Records for identifying positions

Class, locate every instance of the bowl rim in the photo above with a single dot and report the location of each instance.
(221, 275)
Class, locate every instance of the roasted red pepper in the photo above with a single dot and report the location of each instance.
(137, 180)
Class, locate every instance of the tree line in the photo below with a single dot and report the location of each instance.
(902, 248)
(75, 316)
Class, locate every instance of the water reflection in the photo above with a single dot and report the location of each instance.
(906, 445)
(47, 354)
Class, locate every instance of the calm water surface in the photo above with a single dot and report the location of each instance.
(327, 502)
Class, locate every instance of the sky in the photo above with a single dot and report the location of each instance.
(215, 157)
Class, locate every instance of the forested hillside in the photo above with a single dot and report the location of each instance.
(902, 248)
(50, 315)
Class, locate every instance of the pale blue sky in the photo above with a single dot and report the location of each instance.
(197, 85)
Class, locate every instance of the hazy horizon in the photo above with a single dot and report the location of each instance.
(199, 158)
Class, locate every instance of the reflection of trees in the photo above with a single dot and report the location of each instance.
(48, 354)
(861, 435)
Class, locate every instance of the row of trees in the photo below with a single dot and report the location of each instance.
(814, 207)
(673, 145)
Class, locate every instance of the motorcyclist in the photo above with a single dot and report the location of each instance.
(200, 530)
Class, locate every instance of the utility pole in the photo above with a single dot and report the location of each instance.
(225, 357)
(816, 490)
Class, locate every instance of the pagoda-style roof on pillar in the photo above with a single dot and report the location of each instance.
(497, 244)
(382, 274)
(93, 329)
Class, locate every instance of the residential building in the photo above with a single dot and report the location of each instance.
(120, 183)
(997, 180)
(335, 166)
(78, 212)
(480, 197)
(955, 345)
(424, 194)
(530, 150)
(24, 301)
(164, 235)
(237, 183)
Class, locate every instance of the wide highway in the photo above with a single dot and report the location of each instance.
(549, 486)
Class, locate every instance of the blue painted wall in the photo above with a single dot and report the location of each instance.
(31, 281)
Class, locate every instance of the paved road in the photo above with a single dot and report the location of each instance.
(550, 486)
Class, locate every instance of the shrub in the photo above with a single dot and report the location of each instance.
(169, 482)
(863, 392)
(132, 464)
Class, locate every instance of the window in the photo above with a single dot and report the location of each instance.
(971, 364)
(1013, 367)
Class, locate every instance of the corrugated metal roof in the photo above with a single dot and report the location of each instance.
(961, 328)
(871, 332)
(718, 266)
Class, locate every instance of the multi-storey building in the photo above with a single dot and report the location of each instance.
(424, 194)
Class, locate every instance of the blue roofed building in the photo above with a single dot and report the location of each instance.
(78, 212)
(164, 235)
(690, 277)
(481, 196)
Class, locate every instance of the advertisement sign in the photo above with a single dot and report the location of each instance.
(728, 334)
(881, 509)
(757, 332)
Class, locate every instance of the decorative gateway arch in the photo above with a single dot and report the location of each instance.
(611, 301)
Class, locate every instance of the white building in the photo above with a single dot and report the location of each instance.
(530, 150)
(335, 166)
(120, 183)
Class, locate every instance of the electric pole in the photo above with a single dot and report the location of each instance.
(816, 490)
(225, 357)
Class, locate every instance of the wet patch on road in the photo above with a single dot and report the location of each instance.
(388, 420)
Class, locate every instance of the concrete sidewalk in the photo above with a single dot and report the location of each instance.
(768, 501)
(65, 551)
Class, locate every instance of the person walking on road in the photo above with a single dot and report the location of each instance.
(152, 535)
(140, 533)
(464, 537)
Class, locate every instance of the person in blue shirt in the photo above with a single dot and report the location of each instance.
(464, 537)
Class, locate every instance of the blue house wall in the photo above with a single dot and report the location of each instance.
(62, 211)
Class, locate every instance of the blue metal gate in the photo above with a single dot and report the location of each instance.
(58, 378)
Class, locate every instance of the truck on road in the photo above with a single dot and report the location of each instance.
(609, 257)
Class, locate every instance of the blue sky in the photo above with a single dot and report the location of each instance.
* * *
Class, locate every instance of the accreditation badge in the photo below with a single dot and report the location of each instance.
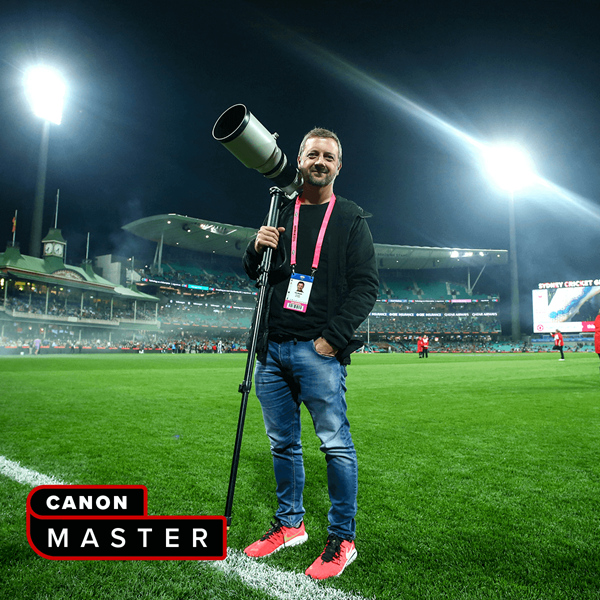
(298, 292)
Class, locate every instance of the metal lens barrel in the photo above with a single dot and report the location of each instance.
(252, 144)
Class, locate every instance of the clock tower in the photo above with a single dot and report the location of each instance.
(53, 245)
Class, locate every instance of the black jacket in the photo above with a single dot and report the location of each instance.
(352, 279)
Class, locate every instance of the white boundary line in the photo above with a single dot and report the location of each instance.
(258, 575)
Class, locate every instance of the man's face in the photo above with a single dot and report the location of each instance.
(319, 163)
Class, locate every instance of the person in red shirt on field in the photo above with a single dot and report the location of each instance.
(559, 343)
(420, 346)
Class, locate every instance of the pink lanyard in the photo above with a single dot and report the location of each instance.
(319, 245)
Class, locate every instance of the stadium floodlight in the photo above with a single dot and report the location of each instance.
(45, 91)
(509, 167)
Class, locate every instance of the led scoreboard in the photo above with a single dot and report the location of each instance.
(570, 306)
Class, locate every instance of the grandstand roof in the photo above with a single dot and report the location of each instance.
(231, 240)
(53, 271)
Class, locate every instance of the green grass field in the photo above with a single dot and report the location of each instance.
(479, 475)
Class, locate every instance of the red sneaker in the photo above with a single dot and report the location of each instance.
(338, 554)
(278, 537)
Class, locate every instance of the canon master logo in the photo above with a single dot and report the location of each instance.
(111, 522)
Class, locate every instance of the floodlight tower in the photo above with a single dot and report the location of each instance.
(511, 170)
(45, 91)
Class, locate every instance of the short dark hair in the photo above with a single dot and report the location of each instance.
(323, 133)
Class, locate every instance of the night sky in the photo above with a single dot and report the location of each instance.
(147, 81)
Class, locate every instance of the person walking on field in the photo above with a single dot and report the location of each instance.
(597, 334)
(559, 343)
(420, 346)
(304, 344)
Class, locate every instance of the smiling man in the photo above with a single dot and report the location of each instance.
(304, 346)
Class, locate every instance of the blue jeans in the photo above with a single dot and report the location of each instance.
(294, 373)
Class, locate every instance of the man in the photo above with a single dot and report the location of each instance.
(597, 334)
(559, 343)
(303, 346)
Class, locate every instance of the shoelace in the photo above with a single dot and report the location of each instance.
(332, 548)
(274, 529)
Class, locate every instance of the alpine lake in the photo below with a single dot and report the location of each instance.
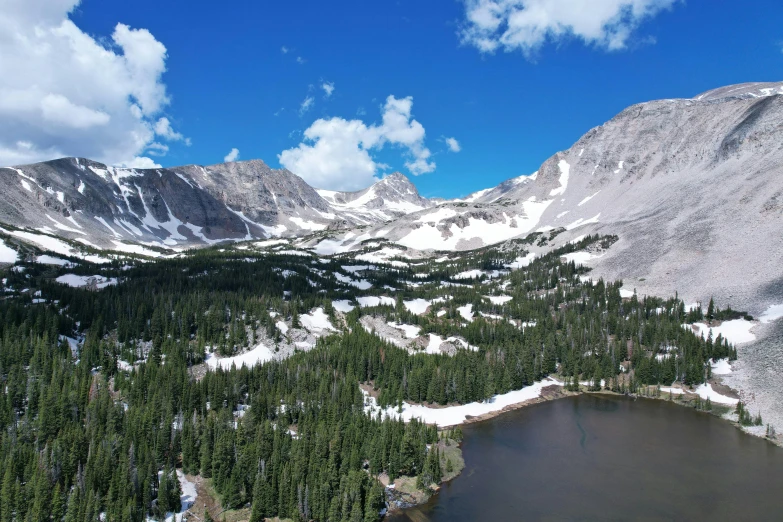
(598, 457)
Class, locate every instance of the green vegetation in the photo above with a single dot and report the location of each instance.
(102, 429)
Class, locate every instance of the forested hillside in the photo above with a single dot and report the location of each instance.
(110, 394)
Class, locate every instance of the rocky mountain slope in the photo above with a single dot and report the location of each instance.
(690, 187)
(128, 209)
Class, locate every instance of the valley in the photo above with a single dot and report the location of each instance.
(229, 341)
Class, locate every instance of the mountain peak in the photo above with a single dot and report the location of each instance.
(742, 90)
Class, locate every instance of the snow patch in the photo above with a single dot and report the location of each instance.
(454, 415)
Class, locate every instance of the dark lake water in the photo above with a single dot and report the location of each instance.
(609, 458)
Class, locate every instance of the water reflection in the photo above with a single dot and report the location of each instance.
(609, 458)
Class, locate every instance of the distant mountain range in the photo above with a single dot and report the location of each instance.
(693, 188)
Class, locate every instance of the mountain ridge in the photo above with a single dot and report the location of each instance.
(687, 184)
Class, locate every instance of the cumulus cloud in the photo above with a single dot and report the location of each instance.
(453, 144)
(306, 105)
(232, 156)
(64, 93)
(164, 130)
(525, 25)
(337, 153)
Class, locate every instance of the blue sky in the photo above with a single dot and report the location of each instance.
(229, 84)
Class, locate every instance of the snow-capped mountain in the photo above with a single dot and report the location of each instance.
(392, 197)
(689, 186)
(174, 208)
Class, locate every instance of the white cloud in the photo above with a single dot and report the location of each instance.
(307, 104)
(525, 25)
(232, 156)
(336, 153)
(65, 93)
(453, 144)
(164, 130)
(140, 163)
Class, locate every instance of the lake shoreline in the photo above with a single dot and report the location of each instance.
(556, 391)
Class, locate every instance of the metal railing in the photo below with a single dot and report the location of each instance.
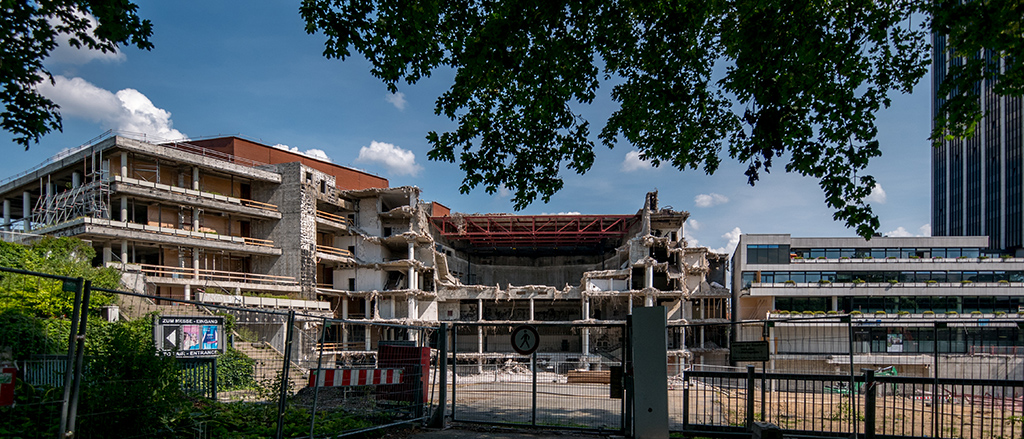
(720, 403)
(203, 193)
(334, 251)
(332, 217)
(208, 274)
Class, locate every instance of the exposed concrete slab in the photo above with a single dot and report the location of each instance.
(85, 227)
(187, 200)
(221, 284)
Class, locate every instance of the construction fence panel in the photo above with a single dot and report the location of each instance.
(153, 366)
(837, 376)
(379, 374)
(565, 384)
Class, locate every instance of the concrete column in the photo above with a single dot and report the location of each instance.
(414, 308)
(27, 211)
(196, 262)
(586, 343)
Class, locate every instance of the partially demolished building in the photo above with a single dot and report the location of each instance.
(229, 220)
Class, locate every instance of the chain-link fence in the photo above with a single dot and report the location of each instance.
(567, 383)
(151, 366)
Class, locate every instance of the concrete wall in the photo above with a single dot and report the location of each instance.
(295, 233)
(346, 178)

**Instructions to follow:** Return every line from the records above that contains the word "snow", copying each one in full.

**Solution to this exercise:**
Class, locate every instance of the snow patch in the photo above with a single dot and report the location of each instance.
Class, locate every instance of the snow-capped mountain in the photo above with a single dot and report the location of each instance.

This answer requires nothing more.